● LIST OF TASKS
• a. List every laboratory procedure that the post about yeast transformations says the writer carried out.
• b. Summarize the post about yeast transformations in two sentences.
• c. In the post about yeast transformations, how long is the primer overhang for the gene of interest?

PASSAGE TO READ section start

I seem to have hit a rough patch with my yeast transformations of late....Basically, I have been trying to do two types of transformations:

1) I am trying to tag EGFP to the C-terminal region of a gene in yeast cells.
I use a plasmid which contains EGFP and a selectable marker as template (pKT127, pKT128), and using appropriate forward and reverse primers (a 40 bp overhang for the gene of interest and 18-20 bp recommended region of overlap with the plasmid DNA); I do a PCR. I use the PCR product to transform yeast cells using the Lithium Acetate method, following the Gietz protocol pretty closely. (I have also tried running the PCR product on a gel, where it shows the correct size, then extracting the DNA from the appropriate band using gel extraction and using this as the DNA for transformation).

PASSAGE TO READ section end
DATA SECTION section start

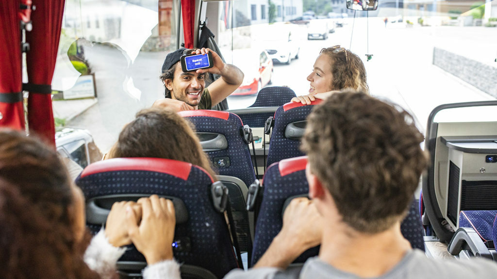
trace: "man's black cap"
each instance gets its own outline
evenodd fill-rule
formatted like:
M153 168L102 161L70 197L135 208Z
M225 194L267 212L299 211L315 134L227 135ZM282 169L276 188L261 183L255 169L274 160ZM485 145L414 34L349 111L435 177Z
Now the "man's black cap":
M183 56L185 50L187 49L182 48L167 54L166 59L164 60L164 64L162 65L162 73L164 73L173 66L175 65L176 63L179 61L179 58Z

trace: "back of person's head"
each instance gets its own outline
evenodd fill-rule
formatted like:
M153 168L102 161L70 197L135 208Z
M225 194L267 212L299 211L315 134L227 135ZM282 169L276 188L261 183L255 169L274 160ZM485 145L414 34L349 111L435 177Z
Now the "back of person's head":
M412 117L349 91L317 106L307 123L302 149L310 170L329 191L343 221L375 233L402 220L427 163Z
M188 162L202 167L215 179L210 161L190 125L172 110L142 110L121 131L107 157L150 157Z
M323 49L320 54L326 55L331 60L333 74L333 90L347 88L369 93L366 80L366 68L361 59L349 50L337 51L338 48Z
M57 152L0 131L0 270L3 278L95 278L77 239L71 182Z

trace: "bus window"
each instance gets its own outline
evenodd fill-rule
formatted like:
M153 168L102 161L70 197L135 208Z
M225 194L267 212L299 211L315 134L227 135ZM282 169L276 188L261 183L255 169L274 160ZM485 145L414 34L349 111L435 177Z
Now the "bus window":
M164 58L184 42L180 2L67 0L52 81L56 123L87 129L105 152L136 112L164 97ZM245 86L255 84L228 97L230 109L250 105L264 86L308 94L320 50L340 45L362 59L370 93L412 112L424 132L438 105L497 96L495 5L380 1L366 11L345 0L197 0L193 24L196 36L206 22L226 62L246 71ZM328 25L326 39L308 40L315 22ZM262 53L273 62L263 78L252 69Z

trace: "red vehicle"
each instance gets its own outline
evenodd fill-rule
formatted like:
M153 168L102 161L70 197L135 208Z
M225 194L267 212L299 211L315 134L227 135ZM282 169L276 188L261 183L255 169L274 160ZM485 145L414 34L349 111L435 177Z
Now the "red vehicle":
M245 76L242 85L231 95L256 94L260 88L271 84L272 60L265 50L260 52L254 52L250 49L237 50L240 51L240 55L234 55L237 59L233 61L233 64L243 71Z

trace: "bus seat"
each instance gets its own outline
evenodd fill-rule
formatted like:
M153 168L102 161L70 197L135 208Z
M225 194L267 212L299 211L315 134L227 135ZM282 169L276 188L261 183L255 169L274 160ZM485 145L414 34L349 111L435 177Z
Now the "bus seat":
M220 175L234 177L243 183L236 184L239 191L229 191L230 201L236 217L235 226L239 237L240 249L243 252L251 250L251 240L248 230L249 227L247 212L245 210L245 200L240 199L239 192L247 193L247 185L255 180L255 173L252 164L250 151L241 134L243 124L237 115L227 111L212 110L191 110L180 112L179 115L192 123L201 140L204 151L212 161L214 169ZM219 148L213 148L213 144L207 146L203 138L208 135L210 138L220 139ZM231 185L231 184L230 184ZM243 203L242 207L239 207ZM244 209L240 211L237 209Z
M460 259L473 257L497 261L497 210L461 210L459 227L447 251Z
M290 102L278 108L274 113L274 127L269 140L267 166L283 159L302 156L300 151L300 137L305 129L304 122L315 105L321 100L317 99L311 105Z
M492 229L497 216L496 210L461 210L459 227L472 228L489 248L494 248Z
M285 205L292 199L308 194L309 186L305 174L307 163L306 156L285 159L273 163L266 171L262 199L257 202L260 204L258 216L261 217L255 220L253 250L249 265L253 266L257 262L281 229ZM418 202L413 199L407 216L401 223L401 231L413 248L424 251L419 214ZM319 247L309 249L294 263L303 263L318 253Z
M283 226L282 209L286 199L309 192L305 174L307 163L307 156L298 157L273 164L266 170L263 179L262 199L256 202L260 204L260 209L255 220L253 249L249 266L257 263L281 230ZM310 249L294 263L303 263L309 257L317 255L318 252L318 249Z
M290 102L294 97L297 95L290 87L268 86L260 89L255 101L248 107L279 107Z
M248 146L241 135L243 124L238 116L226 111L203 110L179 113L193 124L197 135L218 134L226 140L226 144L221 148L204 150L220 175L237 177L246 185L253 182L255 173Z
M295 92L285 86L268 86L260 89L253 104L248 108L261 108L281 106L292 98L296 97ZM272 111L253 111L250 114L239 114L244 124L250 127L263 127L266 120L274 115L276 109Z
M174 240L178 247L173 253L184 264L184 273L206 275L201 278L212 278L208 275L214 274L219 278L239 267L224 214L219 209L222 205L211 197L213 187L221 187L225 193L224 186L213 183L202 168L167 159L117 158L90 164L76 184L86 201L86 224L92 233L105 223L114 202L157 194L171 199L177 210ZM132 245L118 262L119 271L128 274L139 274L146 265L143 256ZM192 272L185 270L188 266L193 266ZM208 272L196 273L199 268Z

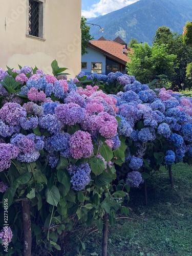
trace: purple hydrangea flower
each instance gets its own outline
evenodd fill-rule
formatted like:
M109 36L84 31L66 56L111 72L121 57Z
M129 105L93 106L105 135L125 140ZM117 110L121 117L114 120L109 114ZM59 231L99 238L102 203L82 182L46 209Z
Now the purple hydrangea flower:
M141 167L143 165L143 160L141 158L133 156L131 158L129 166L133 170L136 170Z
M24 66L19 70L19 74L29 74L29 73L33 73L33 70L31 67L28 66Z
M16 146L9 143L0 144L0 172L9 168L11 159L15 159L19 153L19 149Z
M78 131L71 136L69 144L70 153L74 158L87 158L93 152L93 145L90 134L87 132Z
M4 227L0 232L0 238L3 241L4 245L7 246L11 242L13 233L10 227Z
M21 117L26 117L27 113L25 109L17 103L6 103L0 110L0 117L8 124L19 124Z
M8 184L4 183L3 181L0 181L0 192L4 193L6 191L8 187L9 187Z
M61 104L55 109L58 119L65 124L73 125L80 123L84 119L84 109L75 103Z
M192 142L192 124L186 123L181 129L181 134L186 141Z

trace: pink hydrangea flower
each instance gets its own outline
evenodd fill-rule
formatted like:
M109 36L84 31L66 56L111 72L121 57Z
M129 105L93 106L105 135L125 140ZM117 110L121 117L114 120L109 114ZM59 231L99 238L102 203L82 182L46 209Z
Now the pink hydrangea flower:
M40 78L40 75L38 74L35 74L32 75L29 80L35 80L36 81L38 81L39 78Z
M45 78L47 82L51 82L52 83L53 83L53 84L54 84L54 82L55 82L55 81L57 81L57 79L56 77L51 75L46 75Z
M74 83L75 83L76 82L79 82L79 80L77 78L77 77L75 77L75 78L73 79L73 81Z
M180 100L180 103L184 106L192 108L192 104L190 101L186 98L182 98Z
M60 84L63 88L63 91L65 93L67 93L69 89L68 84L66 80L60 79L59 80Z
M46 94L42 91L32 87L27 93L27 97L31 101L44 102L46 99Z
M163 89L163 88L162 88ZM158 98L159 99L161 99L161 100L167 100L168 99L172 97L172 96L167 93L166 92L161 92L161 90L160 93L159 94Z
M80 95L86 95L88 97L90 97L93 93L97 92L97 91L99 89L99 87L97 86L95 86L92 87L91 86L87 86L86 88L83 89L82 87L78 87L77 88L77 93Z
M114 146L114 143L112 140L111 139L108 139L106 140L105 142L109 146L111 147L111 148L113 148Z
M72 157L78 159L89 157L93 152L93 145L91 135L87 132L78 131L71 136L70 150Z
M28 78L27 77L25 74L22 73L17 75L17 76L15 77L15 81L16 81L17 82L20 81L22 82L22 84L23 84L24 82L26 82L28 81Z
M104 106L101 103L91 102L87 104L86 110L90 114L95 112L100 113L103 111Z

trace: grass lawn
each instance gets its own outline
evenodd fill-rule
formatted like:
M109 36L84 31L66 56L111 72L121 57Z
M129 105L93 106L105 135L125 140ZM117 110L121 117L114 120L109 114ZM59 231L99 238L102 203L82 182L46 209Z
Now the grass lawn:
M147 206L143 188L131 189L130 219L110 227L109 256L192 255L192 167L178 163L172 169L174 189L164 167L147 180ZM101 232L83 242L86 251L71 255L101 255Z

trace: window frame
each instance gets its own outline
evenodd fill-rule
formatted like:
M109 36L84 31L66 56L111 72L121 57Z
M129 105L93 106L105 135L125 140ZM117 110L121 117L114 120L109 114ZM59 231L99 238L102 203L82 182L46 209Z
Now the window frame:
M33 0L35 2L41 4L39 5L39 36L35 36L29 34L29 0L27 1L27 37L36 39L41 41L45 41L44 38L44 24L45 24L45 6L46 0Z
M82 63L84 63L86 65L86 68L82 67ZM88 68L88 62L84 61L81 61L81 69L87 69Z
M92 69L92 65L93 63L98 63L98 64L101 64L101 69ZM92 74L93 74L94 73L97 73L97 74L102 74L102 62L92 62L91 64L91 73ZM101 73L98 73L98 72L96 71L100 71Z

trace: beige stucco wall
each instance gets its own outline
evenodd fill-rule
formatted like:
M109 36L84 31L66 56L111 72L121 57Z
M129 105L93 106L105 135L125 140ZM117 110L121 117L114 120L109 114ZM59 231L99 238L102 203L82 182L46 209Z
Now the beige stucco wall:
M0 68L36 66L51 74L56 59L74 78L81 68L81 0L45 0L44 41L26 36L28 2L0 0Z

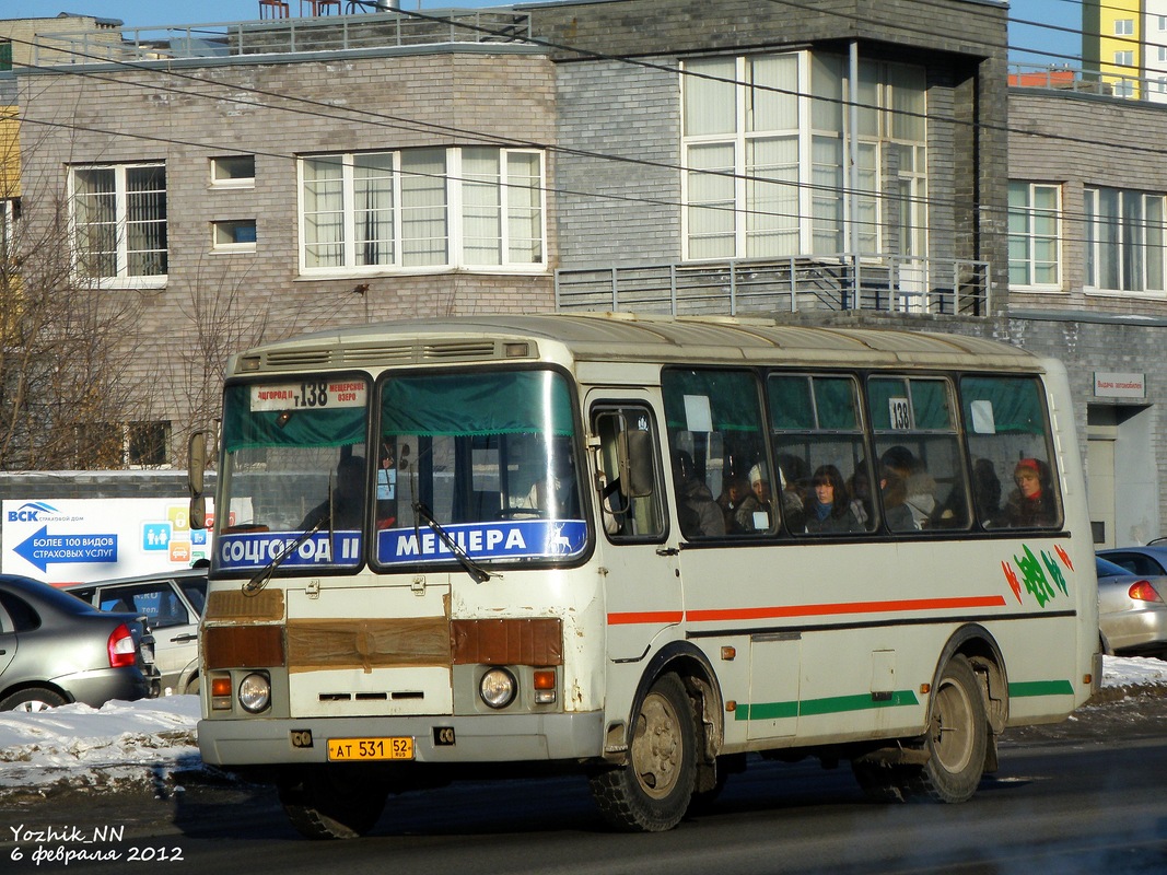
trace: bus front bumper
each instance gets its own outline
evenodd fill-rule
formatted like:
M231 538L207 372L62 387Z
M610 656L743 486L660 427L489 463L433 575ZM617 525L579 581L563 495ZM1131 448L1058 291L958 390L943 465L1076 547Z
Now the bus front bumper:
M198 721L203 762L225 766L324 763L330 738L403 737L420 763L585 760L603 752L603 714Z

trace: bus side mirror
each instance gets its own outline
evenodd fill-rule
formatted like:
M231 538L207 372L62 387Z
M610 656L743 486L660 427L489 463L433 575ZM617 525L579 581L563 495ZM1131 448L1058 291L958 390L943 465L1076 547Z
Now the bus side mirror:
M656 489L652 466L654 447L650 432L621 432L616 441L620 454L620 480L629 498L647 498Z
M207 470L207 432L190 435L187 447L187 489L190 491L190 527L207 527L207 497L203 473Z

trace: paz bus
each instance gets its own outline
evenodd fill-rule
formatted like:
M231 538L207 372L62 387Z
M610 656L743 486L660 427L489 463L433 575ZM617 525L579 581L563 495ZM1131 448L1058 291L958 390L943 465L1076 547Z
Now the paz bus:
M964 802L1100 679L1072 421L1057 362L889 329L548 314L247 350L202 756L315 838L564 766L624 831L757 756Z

DATA SECTION section end

● ANSWERS PER TASK
• a.
- PCR using a plasmid containing EGFP and a selectable marker as template
- Transformation of yeast cells with the PCR product by the Lithium Acetate method (Gietz protocol)
- Running the PCR product on a gel
- Gel extraction of the DNA from the appropriate band

• b. The writer has been having trouble with yeast transformations and is attempting two types, the first being tagging EGFP to the C-terminal region of a gene in yeast cells. For this, they run a PCR with a plasmid template (pKT127, pKT128) and primers with a 40 bp gene-specific overhang, then transform yeast with the product by the Lithium Acetate method following the Gietz protocol, sometimes after gel-extracting the correctly sized band.

• c. 40 bp.